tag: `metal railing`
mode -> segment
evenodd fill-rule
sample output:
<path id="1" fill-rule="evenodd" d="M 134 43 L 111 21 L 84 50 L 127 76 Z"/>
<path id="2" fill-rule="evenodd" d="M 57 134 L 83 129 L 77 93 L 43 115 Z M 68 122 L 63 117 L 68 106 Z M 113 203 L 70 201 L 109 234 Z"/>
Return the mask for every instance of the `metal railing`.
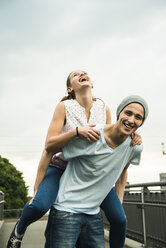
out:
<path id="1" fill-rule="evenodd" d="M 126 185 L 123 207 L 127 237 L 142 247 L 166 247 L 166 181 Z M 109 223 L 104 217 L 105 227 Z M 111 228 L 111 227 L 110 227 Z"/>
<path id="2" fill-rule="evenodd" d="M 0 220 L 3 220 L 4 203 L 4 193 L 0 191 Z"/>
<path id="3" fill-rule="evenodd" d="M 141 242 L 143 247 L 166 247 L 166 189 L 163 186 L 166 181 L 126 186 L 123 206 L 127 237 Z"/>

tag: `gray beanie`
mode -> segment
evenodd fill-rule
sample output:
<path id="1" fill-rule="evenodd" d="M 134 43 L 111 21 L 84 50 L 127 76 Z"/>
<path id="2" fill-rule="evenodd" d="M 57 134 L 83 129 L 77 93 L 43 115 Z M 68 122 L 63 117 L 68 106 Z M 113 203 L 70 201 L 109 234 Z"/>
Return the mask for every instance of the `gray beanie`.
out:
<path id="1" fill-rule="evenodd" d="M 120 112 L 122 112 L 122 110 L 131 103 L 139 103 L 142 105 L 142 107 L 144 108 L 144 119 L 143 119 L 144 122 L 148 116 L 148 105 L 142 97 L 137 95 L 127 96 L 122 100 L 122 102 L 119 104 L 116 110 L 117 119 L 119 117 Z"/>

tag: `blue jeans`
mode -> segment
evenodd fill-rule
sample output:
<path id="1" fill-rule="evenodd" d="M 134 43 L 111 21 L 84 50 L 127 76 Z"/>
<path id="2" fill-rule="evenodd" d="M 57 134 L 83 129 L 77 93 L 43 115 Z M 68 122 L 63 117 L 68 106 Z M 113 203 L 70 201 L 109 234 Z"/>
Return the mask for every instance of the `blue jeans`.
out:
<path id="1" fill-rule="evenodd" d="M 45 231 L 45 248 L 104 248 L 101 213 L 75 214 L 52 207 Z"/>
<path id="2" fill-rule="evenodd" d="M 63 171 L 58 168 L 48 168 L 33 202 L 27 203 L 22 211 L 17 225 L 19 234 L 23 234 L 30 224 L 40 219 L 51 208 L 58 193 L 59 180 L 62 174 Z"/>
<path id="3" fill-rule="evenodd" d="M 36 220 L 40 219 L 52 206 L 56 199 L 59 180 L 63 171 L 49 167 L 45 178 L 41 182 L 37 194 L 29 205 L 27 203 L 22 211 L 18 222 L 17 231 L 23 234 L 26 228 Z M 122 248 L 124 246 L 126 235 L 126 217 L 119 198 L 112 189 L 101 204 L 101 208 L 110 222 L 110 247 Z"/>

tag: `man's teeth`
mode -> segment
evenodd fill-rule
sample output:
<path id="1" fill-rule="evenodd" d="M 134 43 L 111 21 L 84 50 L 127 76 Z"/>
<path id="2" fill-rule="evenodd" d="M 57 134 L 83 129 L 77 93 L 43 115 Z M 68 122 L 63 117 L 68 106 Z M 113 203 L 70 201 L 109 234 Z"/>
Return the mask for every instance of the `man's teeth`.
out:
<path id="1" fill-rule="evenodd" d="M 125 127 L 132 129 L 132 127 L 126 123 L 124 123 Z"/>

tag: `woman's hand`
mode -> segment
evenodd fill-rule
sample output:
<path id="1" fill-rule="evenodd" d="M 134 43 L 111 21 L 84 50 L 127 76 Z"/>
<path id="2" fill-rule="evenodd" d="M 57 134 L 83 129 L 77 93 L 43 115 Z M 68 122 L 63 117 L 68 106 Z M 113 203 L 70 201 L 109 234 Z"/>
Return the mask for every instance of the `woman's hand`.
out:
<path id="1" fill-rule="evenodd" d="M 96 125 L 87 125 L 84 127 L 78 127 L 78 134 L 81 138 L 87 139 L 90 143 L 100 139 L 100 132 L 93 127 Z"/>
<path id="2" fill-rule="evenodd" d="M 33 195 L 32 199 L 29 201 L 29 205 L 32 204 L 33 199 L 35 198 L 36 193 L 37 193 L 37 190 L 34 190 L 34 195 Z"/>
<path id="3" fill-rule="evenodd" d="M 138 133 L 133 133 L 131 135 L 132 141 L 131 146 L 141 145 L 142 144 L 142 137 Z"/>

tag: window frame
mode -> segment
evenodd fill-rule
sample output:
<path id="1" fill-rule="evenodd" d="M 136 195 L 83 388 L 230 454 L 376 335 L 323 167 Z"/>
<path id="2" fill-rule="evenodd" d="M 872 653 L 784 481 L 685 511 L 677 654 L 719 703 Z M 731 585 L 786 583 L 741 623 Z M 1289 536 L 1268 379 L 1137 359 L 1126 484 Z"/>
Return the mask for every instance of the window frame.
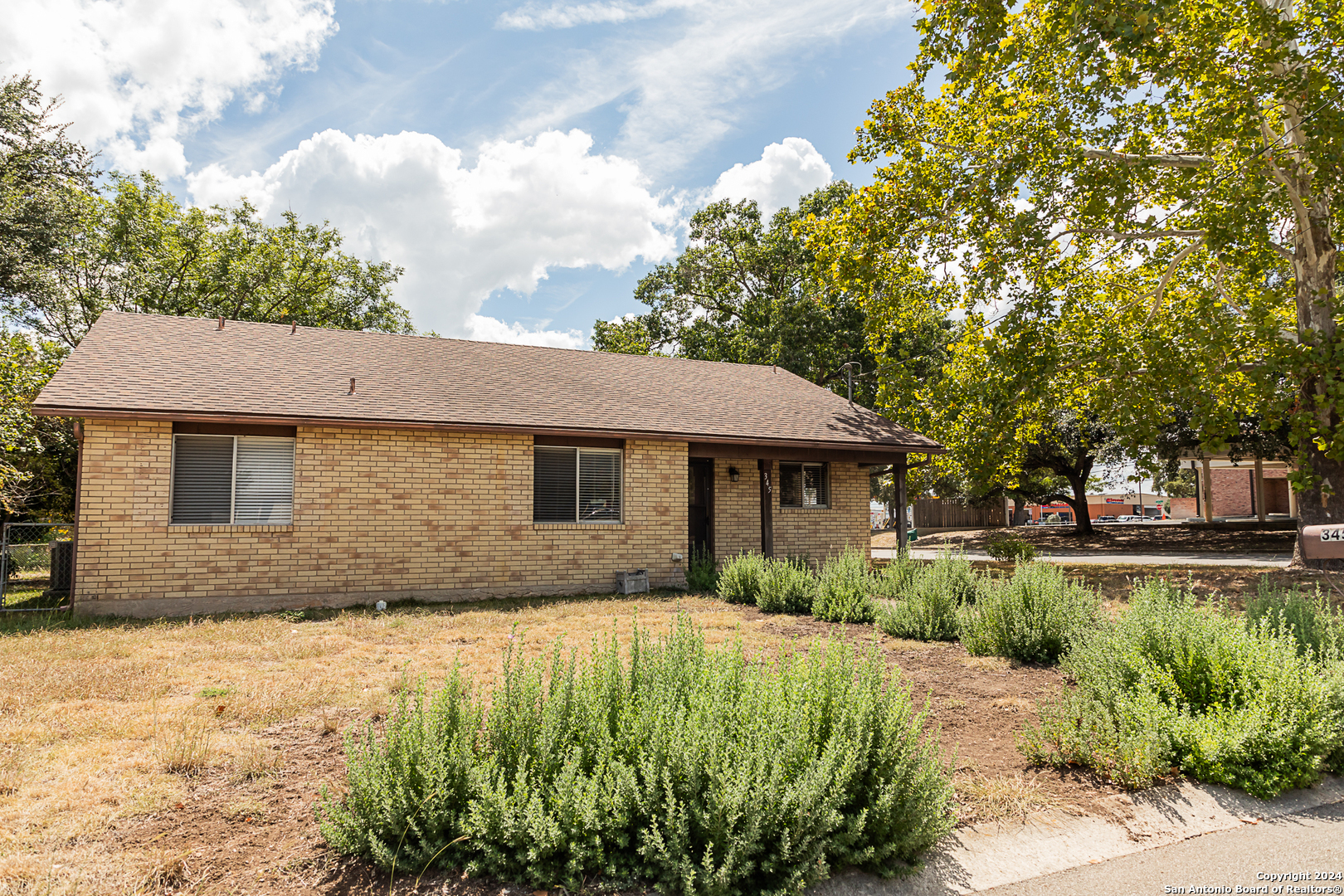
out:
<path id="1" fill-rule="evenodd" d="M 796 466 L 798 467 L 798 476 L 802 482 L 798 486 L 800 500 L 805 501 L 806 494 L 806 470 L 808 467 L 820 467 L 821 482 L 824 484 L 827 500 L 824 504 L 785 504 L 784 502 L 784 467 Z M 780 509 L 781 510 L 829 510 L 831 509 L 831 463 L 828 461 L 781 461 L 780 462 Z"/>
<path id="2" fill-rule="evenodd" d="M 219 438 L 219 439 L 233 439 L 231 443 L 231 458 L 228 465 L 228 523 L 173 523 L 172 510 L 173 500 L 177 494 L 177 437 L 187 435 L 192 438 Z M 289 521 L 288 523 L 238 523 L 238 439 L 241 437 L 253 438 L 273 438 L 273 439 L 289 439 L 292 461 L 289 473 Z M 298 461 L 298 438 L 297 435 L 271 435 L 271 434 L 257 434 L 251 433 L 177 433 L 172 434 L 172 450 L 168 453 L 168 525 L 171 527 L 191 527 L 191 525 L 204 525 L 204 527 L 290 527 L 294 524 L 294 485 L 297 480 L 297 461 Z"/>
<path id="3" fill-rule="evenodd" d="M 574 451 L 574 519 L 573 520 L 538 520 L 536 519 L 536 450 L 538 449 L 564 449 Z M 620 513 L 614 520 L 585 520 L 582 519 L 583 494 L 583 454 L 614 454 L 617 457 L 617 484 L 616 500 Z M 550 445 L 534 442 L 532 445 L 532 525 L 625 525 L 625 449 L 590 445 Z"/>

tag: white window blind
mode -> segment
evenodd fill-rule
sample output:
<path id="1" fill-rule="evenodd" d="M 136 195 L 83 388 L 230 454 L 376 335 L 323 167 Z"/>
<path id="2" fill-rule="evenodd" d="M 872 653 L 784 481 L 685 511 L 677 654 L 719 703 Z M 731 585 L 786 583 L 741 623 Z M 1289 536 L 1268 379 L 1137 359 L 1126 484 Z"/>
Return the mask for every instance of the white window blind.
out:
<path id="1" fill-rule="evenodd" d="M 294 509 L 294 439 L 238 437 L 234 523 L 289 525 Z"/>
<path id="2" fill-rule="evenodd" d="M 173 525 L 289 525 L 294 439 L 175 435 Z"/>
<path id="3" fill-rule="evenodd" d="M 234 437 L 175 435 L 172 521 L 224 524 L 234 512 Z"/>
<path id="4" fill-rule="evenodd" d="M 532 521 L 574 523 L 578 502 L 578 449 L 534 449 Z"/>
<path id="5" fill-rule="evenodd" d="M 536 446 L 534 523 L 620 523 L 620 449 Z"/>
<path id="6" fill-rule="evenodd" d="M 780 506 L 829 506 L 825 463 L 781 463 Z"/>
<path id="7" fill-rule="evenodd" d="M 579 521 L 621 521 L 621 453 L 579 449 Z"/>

........

## The request
Change "sample output" to "example output" throughout all the records above and write them out again with nothing else altered. Leave the pictures out.

## Response for this exercise
tag: `metal railing`
mode -> segment
evenodd fill-rule
example output:
<path id="1" fill-rule="evenodd" d="M 134 43 L 111 21 L 84 50 L 127 76 Z"/>
<path id="2" fill-rule="evenodd" d="M 57 134 L 83 129 L 77 93 L 43 115 Z M 68 122 L 63 117 L 68 106 Z M 113 203 L 70 201 L 109 234 Z"/>
Return the mask for every instance of the `metal railing`.
out:
<path id="1" fill-rule="evenodd" d="M 126 185 L 123 207 L 127 237 L 142 247 L 166 247 L 166 181 Z M 109 223 L 104 217 L 105 227 Z M 111 228 L 111 227 L 110 227 Z"/>
<path id="2" fill-rule="evenodd" d="M 0 220 L 3 220 L 4 203 L 4 193 L 0 191 Z"/>
<path id="3" fill-rule="evenodd" d="M 141 242 L 143 247 L 166 247 L 166 189 L 163 186 L 166 181 L 126 186 L 123 206 L 127 237 Z"/>

tag: `gray beanie`
mode -> segment
evenodd fill-rule
example output:
<path id="1" fill-rule="evenodd" d="M 134 43 L 111 21 L 84 50 L 127 76 Z"/>
<path id="2" fill-rule="evenodd" d="M 57 134 L 83 129 L 77 93 L 43 115 Z M 68 122 L 63 117 L 68 106 Z M 113 203 L 70 201 L 109 234 Z"/>
Return the mask for every instance of the `gray beanie`.
out:
<path id="1" fill-rule="evenodd" d="M 120 112 L 122 112 L 122 110 L 131 103 L 139 103 L 142 105 L 142 107 L 144 108 L 144 119 L 143 119 L 144 122 L 148 116 L 148 105 L 142 97 L 137 95 L 127 96 L 122 100 L 122 102 L 119 104 L 116 110 L 117 119 L 119 117 Z"/>

tag: `blue jeans`
mode -> segment
evenodd fill-rule
example output:
<path id="1" fill-rule="evenodd" d="M 134 43 L 111 21 L 84 50 L 127 76 Z"/>
<path id="2" fill-rule="evenodd" d="M 57 134 L 83 129 L 77 93 L 43 115 Z M 68 122 L 63 117 L 68 106 Z M 113 203 L 70 201 L 109 234 Z"/>
Return the mask for every instance of the `blue jeans`.
out:
<path id="1" fill-rule="evenodd" d="M 45 231 L 45 248 L 104 248 L 101 213 L 75 214 L 52 207 Z"/>
<path id="2" fill-rule="evenodd" d="M 63 171 L 58 168 L 48 168 L 33 202 L 27 203 L 22 211 L 17 225 L 19 234 L 23 234 L 30 224 L 40 219 L 51 208 L 58 193 L 59 180 L 62 174 Z"/>
<path id="3" fill-rule="evenodd" d="M 36 220 L 40 219 L 52 206 L 56 199 L 59 180 L 63 171 L 49 167 L 45 178 L 41 182 L 37 194 L 29 205 L 27 203 L 22 211 L 18 222 L 17 231 L 23 234 L 26 228 Z M 122 248 L 124 246 L 126 235 L 126 217 L 119 198 L 112 189 L 101 204 L 101 208 L 110 222 L 110 247 Z"/>

tag: `man's teeth`
mode -> segment
evenodd fill-rule
example output:
<path id="1" fill-rule="evenodd" d="M 134 43 L 111 21 L 84 50 L 127 76 Z"/>
<path id="2" fill-rule="evenodd" d="M 57 134 L 83 129 L 77 93 L 43 115 Z M 68 122 L 63 117 L 68 106 Z M 113 203 L 70 201 L 109 234 Z"/>
Return the mask for every instance of the `man's teeth`.
out:
<path id="1" fill-rule="evenodd" d="M 125 127 L 132 129 L 132 127 L 126 123 L 124 123 Z"/>

tag: `woman's hand`
mode -> segment
evenodd fill-rule
example output:
<path id="1" fill-rule="evenodd" d="M 134 43 L 111 21 L 84 50 L 127 76 Z"/>
<path id="2" fill-rule="evenodd" d="M 57 134 L 83 129 L 77 93 L 43 115 Z M 68 122 L 63 117 L 68 106 Z M 113 203 L 70 201 L 109 234 Z"/>
Return the mask for every instance of the `woman's hand`.
out:
<path id="1" fill-rule="evenodd" d="M 96 125 L 87 125 L 84 127 L 78 127 L 78 134 L 81 138 L 87 139 L 90 143 L 100 139 L 100 132 L 93 127 Z"/>
<path id="2" fill-rule="evenodd" d="M 33 195 L 32 199 L 29 201 L 29 205 L 32 204 L 33 199 L 35 198 L 36 193 L 37 193 L 37 190 L 34 190 L 34 195 Z"/>
<path id="3" fill-rule="evenodd" d="M 138 133 L 133 133 L 131 135 L 132 141 L 131 146 L 141 145 L 142 144 L 142 137 Z"/>

tag: window frame
mode -> segment
evenodd fill-rule
example output:
<path id="1" fill-rule="evenodd" d="M 136 195 L 83 388 L 230 454 L 376 335 L 323 167 Z"/>
<path id="2" fill-rule="evenodd" d="M 872 653 L 784 481 L 685 511 L 677 654 L 719 703 Z M 731 585 L 786 583 L 741 623 Z M 1289 536 L 1268 379 L 1137 359 L 1126 484 Z"/>
Return the mask for every instance of the window frame.
out:
<path id="1" fill-rule="evenodd" d="M 796 466 L 798 467 L 798 476 L 802 482 L 798 486 L 800 500 L 805 501 L 806 494 L 806 470 L 808 467 L 820 467 L 821 482 L 824 484 L 827 500 L 824 504 L 785 504 L 784 502 L 784 467 Z M 780 509 L 781 510 L 829 510 L 831 509 L 831 463 L 828 461 L 781 461 L 780 462 Z"/>
<path id="2" fill-rule="evenodd" d="M 219 438 L 219 439 L 233 439 L 231 443 L 231 458 L 228 465 L 228 523 L 173 523 L 172 510 L 173 500 L 177 494 L 177 437 L 187 435 L 192 438 Z M 289 521 L 288 523 L 238 523 L 238 439 L 241 437 L 253 438 L 273 438 L 273 439 L 289 439 L 292 461 L 289 473 Z M 298 461 L 298 438 L 297 435 L 271 435 L 271 434 L 257 434 L 251 433 L 177 433 L 172 434 L 172 450 L 168 453 L 168 525 L 171 527 L 191 527 L 191 525 L 204 525 L 204 527 L 290 527 L 294 524 L 294 485 L 297 480 L 297 461 Z"/>
<path id="3" fill-rule="evenodd" d="M 574 451 L 574 519 L 573 520 L 538 520 L 536 519 L 536 450 L 538 449 L 564 449 Z M 620 513 L 614 520 L 585 520 L 582 519 L 583 494 L 583 454 L 614 454 L 617 457 L 617 484 L 616 500 Z M 550 445 L 534 442 L 532 445 L 532 525 L 625 525 L 625 449 L 590 445 Z"/>

tag: white window blind
mode -> segment
evenodd fill-rule
example output:
<path id="1" fill-rule="evenodd" d="M 136 195 L 83 388 L 230 454 L 376 335 L 323 167 Z"/>
<path id="2" fill-rule="evenodd" d="M 872 653 L 784 481 L 685 511 L 677 654 L 719 703 Z M 731 585 L 786 583 L 741 623 Z M 1289 536 L 1268 379 L 1137 359 L 1126 484 Z"/>
Return the mask for every instance of the white window blind.
out:
<path id="1" fill-rule="evenodd" d="M 294 509 L 294 439 L 238 437 L 234 523 L 289 525 Z"/>
<path id="2" fill-rule="evenodd" d="M 173 525 L 289 525 L 294 439 L 175 435 Z"/>
<path id="3" fill-rule="evenodd" d="M 234 437 L 175 435 L 172 521 L 224 524 L 234 512 Z"/>
<path id="4" fill-rule="evenodd" d="M 532 521 L 574 523 L 578 502 L 578 449 L 534 449 Z"/>
<path id="5" fill-rule="evenodd" d="M 536 446 L 534 523 L 620 523 L 620 449 Z"/>
<path id="6" fill-rule="evenodd" d="M 780 506 L 829 506 L 825 463 L 781 463 Z"/>
<path id="7" fill-rule="evenodd" d="M 579 521 L 621 521 L 621 453 L 579 449 Z"/>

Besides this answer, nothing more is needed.